EXERCISE DESCRIPTION: In the material below, lay out the part that opens with the line containing "the yellow information" and closes with the line containing "Target: yellow information sign" as a Markdown table with the columns Row and Material line. Leave out blank lines.

RECORDS PROVIDED:
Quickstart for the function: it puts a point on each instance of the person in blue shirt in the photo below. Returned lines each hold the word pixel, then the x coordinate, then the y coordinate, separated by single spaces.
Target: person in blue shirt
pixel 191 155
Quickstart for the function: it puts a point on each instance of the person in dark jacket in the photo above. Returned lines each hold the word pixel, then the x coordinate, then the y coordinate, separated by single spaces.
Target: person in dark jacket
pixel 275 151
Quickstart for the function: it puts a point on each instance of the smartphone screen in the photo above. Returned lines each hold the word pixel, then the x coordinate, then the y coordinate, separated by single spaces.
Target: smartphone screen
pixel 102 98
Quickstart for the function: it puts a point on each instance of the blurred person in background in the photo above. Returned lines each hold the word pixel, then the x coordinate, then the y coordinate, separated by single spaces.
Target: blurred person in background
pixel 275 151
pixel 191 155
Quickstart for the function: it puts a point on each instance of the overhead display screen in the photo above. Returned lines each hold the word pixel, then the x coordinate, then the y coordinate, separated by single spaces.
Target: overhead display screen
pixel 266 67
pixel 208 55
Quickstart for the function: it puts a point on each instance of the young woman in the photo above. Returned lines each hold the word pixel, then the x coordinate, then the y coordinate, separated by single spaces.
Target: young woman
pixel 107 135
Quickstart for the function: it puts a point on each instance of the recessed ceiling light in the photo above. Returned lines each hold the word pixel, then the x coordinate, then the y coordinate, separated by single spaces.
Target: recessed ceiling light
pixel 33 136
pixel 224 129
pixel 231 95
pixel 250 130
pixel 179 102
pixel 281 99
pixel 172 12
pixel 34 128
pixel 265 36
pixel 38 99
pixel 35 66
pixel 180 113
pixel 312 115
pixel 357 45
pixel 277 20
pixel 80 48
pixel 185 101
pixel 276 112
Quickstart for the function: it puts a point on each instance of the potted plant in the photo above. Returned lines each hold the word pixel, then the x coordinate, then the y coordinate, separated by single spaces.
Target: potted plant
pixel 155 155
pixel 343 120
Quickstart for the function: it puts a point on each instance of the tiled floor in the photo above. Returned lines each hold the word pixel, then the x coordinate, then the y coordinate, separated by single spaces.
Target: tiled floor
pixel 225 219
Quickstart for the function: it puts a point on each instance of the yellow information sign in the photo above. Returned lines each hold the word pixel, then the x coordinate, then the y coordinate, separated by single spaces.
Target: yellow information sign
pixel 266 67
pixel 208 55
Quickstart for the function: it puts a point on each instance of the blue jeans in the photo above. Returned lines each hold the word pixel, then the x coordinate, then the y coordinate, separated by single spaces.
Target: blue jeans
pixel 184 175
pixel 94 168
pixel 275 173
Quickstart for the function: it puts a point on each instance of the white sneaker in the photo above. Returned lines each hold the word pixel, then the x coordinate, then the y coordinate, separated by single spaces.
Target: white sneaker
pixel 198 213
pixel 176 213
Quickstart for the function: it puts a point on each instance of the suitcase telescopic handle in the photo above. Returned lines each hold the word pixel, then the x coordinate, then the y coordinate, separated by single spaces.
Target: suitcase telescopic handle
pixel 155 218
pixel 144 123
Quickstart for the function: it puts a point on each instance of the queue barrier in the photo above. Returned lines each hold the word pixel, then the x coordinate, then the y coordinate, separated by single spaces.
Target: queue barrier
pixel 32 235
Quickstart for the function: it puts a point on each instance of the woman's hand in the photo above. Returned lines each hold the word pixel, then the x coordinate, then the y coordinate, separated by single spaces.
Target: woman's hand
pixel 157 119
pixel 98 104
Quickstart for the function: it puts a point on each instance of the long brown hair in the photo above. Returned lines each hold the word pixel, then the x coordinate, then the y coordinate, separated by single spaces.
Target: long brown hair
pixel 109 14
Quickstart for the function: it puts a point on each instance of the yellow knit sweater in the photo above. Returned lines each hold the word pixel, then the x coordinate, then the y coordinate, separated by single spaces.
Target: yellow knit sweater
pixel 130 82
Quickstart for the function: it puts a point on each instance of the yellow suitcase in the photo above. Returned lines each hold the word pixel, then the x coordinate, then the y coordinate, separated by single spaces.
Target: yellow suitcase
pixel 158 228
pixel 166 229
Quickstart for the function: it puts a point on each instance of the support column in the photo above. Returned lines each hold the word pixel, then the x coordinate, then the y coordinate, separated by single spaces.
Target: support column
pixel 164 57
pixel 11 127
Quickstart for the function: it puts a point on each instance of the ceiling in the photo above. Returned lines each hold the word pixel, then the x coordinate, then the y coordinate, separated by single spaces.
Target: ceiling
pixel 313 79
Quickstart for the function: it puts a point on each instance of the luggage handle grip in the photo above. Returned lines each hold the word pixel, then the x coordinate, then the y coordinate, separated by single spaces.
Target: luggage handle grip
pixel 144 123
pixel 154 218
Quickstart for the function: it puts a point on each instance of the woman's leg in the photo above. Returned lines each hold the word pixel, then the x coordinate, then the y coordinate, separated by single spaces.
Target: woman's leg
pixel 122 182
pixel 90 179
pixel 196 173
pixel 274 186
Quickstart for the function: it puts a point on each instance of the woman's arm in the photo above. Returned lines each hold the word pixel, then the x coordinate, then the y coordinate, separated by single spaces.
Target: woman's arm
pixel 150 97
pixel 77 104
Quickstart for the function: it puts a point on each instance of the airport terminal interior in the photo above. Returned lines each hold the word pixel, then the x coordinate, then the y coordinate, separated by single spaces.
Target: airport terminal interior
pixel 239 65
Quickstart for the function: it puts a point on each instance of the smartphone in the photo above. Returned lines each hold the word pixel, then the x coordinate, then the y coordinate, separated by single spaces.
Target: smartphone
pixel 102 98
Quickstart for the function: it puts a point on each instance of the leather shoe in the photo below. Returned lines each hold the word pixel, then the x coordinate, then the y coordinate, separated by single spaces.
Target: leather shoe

---

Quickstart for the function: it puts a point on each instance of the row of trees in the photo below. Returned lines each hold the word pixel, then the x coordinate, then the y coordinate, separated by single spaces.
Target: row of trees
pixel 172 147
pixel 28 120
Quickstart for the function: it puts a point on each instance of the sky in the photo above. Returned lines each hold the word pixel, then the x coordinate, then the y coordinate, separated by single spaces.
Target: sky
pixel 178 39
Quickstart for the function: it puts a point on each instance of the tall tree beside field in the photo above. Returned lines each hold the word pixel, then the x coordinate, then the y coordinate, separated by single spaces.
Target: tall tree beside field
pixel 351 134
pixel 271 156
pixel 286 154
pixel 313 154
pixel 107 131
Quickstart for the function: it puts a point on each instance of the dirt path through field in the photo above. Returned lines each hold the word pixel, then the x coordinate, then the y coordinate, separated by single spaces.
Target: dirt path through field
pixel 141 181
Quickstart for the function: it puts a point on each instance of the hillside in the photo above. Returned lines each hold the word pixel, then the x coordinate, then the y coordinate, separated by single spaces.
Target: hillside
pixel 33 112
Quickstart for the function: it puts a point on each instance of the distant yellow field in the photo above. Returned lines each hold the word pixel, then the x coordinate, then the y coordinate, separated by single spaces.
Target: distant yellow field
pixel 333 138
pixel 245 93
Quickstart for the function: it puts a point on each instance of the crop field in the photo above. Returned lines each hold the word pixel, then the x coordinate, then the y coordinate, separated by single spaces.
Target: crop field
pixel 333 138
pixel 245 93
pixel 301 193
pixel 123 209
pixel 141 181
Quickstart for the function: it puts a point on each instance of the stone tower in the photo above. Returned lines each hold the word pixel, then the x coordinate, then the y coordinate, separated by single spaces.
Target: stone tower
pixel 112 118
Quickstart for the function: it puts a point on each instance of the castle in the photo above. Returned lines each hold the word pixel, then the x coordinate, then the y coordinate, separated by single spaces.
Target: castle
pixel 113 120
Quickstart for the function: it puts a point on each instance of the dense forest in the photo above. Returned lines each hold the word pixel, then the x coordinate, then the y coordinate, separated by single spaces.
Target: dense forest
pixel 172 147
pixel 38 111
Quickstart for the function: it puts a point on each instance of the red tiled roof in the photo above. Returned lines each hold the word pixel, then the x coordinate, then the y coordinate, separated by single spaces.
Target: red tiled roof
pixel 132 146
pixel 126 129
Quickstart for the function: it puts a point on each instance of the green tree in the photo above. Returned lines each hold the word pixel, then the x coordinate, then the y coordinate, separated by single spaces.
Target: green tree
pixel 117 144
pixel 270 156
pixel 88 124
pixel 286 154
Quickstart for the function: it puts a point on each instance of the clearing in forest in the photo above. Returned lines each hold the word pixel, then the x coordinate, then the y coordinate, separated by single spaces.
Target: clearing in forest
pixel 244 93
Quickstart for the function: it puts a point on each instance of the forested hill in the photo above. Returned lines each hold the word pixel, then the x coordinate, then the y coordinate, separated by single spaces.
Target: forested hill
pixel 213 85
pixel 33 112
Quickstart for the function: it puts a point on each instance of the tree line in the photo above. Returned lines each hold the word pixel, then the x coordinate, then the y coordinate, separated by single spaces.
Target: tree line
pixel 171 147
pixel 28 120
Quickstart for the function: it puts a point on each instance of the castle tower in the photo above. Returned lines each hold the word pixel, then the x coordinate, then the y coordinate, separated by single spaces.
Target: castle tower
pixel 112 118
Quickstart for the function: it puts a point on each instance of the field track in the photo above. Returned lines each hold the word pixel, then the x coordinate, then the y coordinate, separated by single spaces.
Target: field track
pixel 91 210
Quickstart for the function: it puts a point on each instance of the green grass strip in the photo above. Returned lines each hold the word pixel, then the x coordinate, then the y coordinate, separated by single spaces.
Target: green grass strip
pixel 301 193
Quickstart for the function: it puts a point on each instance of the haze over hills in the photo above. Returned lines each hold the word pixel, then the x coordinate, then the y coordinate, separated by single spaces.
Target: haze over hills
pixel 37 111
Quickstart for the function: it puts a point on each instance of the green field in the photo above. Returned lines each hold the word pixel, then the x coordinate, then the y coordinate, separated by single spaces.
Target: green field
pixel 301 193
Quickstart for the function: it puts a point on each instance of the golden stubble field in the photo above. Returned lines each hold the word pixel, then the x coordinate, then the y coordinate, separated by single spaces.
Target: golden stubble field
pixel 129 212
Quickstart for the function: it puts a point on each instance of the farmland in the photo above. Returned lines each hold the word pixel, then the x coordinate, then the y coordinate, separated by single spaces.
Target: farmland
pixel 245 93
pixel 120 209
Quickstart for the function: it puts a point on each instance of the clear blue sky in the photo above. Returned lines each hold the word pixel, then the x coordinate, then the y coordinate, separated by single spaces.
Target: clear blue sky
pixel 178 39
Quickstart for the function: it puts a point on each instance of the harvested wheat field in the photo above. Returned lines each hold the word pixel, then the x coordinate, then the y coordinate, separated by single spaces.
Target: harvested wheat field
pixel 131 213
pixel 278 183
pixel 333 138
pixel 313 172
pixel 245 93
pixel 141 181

==

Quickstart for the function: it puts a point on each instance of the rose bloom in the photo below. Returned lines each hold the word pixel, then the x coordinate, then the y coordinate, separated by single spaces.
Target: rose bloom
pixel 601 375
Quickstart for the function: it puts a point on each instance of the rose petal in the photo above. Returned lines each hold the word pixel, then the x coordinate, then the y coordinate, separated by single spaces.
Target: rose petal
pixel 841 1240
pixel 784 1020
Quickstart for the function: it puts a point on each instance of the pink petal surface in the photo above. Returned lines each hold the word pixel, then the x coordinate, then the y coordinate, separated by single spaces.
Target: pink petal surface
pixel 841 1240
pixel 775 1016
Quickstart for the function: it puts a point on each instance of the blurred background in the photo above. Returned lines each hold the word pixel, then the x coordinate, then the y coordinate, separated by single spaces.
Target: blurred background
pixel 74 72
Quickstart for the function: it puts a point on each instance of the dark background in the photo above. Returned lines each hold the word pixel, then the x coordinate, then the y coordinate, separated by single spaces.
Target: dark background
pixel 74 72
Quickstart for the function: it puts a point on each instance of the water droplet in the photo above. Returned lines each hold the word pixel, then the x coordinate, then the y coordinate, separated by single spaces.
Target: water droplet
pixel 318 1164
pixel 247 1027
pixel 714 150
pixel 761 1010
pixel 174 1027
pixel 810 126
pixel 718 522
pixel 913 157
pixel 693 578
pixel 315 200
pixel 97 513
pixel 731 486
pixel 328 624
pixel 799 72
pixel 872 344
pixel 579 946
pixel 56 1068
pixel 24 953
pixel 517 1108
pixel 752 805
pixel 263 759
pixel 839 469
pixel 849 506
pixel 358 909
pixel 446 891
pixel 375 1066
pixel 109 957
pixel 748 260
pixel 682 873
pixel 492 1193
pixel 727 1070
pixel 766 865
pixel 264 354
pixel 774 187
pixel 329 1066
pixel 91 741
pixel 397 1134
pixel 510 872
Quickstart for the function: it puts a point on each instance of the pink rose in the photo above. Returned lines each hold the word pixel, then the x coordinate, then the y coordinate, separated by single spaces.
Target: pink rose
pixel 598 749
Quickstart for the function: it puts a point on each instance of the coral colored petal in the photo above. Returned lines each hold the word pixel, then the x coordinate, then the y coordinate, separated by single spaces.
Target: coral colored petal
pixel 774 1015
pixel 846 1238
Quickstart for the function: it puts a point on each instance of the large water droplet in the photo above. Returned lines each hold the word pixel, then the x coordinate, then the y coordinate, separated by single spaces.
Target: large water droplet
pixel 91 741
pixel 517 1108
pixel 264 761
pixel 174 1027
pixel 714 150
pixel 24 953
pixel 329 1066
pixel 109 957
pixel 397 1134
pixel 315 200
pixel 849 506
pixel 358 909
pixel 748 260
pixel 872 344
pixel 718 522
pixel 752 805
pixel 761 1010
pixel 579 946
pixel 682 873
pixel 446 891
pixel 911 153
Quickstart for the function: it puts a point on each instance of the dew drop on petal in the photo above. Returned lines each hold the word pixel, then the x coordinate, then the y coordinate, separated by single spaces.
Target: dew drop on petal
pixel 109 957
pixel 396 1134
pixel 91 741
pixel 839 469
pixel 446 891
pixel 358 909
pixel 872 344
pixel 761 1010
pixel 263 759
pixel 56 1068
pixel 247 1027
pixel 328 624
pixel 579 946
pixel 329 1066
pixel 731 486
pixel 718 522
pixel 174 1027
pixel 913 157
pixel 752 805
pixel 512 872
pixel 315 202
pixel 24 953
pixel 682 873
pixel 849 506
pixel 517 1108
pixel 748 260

RESULT OF THE EXERCISE:
| Row | Material line |
|---|---|
| 1 | Quickstart for the function: it puts a point on each instance of the yellow information sign in the photo above. Returned lines each hold the word pixel, then the x coordinate, then the y coordinate, separated by single spaces. |
| 2 | Target: yellow information sign |